Work instruction = Copy each line containing the word "mountain" from the records that follow, please.

Data records =
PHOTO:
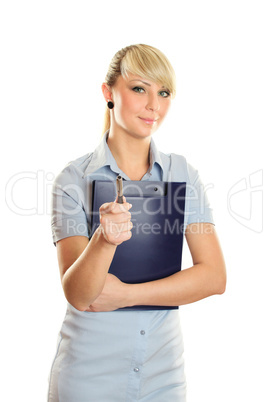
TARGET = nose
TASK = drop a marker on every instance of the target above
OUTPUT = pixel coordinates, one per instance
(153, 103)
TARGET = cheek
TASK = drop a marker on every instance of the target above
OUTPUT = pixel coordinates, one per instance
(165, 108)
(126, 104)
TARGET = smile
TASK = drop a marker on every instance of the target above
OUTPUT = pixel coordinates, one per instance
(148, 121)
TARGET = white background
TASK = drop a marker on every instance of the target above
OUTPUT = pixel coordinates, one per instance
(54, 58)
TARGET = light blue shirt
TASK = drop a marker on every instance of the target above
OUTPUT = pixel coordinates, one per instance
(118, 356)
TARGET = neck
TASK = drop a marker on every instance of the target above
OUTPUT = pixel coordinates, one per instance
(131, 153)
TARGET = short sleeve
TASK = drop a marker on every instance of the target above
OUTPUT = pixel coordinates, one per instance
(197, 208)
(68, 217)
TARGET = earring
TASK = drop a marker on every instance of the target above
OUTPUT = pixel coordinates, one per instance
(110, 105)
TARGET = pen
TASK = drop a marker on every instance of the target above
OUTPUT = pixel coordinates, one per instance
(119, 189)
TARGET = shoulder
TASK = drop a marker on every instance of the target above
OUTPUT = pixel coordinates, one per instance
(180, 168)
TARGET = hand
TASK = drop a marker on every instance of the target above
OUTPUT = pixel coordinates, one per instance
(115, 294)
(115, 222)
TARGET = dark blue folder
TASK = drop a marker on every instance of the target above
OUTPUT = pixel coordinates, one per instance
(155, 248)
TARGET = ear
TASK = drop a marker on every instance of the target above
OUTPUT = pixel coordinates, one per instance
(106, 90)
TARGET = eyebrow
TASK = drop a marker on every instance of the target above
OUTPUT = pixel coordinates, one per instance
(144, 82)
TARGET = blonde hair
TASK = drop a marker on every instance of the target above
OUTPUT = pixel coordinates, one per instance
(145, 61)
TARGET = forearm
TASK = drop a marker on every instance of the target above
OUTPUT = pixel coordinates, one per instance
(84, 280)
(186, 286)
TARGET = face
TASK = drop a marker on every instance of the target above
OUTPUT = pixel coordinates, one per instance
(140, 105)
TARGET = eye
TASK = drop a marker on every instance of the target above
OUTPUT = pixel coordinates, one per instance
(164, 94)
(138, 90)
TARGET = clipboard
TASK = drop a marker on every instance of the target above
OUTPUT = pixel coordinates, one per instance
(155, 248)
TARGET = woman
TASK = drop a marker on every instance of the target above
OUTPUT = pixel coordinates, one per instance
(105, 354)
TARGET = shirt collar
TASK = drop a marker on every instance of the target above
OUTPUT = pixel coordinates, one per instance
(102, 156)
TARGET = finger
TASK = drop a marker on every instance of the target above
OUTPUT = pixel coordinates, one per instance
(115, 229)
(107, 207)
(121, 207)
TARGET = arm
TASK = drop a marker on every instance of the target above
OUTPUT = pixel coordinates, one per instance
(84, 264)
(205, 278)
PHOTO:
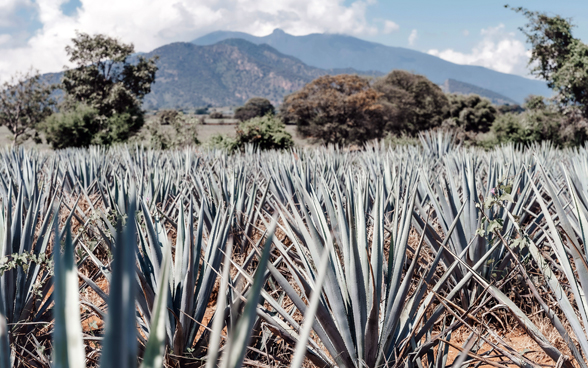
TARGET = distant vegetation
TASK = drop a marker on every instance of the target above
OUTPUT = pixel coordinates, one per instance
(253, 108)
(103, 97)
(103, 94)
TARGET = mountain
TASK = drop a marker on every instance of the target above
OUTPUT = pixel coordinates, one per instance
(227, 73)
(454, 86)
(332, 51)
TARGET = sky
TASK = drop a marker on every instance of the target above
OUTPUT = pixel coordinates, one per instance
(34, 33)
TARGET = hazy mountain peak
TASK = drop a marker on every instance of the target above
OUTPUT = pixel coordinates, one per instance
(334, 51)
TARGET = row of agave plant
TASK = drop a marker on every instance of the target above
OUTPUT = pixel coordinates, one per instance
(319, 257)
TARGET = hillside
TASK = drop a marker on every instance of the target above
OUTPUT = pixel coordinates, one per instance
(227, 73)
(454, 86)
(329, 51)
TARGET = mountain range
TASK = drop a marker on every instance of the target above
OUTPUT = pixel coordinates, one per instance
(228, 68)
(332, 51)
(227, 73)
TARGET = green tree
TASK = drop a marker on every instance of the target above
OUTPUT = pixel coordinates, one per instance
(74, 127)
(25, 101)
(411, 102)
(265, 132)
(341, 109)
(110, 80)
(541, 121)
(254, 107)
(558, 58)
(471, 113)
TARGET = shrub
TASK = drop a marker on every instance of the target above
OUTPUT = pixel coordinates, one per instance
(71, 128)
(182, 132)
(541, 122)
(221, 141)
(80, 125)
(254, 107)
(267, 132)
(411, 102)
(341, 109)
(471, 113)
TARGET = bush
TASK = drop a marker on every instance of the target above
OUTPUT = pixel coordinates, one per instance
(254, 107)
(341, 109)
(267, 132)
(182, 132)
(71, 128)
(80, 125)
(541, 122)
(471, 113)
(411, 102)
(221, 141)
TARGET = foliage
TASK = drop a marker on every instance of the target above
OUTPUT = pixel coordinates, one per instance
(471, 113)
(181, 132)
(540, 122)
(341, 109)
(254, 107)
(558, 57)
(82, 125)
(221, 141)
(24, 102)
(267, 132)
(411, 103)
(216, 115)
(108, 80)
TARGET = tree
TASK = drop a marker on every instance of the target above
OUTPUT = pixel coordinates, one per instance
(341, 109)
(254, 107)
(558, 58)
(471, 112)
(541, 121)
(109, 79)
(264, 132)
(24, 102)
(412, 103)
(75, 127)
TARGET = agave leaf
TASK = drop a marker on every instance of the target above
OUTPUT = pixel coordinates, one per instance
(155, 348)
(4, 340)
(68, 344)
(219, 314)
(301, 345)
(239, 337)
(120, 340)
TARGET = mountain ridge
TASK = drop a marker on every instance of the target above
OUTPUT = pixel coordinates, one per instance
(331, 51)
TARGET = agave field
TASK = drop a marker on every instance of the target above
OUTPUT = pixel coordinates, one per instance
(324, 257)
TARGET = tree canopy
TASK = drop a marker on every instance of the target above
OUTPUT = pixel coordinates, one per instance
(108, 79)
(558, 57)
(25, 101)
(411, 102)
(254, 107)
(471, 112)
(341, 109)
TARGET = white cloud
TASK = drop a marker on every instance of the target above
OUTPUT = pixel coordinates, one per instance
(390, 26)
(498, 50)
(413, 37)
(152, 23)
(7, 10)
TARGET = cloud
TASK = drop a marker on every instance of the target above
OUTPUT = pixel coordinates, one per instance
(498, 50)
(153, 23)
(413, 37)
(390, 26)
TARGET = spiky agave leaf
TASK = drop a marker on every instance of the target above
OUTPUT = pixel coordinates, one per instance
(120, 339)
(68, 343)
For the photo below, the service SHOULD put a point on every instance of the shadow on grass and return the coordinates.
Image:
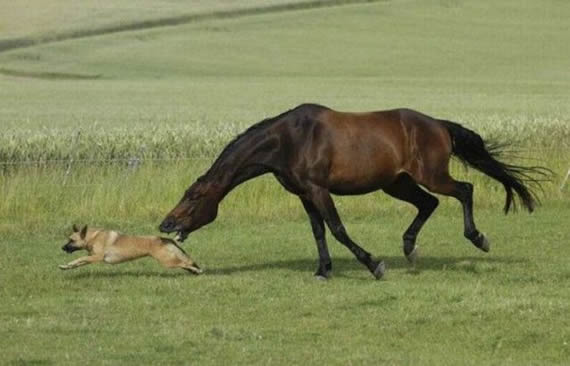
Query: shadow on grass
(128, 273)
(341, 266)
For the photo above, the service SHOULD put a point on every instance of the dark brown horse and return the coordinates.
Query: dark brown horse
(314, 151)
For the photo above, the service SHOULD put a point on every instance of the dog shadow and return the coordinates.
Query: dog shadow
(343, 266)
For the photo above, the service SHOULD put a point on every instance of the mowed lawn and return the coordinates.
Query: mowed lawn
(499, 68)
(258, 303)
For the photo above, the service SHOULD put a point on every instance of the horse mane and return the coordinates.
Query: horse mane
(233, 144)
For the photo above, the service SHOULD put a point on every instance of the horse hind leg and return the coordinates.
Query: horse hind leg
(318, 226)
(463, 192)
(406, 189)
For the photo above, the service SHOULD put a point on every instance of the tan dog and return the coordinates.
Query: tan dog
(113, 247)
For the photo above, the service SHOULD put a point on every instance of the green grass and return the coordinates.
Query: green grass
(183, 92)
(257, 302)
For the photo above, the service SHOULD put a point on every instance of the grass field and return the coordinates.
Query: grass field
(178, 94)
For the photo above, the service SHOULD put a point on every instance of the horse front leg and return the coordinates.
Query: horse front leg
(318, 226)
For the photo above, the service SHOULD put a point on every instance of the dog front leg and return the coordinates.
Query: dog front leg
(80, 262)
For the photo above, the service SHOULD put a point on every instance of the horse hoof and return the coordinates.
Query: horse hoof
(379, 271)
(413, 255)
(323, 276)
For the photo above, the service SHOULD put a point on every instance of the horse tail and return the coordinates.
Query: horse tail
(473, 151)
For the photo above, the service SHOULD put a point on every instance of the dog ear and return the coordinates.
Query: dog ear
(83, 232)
* * *
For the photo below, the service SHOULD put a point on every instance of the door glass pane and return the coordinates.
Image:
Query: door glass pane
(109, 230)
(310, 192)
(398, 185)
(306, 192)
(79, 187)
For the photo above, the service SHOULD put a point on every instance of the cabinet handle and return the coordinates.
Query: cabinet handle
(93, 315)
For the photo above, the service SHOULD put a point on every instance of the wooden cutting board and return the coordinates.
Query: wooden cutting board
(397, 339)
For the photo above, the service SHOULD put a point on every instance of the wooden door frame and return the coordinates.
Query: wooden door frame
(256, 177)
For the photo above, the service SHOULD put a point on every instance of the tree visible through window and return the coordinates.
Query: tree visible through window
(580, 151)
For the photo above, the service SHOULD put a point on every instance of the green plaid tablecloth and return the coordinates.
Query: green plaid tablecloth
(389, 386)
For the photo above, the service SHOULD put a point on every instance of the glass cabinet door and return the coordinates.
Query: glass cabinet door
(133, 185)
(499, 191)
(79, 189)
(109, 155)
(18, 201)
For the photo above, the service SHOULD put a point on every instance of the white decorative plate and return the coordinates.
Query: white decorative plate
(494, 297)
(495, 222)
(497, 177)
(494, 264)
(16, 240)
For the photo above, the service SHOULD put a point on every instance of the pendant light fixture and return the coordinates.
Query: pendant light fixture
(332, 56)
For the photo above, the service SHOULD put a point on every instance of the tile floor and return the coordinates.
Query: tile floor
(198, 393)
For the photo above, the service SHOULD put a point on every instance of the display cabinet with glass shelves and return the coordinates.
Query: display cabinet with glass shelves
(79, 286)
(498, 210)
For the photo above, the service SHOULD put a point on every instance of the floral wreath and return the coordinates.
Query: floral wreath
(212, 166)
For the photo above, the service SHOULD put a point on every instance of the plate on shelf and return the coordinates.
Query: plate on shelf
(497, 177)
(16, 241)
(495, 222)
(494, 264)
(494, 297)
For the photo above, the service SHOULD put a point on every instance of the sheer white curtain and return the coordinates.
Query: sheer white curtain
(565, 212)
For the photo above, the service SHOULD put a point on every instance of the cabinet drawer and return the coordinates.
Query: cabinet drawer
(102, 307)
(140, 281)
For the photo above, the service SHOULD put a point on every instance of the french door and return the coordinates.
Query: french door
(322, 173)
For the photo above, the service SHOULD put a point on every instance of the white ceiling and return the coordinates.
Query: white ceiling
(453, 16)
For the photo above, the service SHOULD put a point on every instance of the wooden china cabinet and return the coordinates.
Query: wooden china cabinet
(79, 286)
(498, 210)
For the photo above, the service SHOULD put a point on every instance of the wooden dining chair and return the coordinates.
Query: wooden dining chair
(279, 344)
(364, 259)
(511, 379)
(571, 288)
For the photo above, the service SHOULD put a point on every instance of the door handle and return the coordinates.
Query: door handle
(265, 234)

Exercise solution =
TARGET = mountain
TARGET = hazy mountain peak
TARGET = mountain range
TARGET = mountain ridge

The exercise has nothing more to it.